━━━━━ MATERIAL PROVIDED

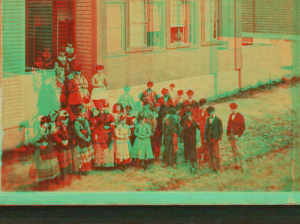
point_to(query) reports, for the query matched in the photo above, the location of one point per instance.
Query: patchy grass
(266, 145)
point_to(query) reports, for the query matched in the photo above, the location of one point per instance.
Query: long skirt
(85, 156)
(75, 159)
(123, 147)
(103, 156)
(47, 169)
(142, 149)
(65, 160)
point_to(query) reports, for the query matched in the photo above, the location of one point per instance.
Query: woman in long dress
(61, 65)
(142, 146)
(122, 143)
(47, 166)
(83, 142)
(99, 84)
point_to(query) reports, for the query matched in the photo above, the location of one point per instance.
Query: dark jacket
(237, 125)
(217, 129)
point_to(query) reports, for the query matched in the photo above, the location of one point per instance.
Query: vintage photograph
(150, 95)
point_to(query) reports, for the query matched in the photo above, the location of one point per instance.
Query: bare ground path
(267, 147)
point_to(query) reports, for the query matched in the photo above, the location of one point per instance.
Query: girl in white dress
(122, 143)
(99, 84)
(142, 149)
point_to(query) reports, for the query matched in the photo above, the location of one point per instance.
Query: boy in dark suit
(212, 136)
(235, 129)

━━━━━━━━━━

== WORK TO BE COMPLETED ==
Please transcribe all of the data above word for word, every line in order, but leave out the picture.

== TASK RESPONSE ==
point_to(query) reports, for the query matched in the photo above, the location of one point per instance.
Query: patchy grass
(266, 145)
point_to(query) reports, for the query matched in the photo above, the location of one point per instance.
Query: long skirt
(85, 156)
(75, 159)
(123, 147)
(103, 156)
(47, 169)
(142, 149)
(65, 160)
point_to(query) reports, for the query matched in the photo above, the location of one point per instance.
Query: woman in long dress
(61, 65)
(142, 146)
(122, 143)
(47, 166)
(83, 142)
(99, 84)
point_to(query) reports, for the query matched in the photo above, the location of one point per instance.
Query: dark jacket
(237, 125)
(217, 129)
point_to(query) reports, for the query matched in the photo above, the location of one point per instance.
Query: vintage photograph
(150, 95)
point_to(query) reports, for the query matched in the photo above, the location of one point per instance.
Query: bare ground path
(267, 147)
point_to(query) reports, for the query matched in the photo above, the location of one point per instance.
Query: girl in white dress
(122, 143)
(99, 84)
(142, 149)
point_to(query) reports, for the query matched in the photo above, the location of one point per instance.
Query: boy in dark suit
(212, 136)
(235, 129)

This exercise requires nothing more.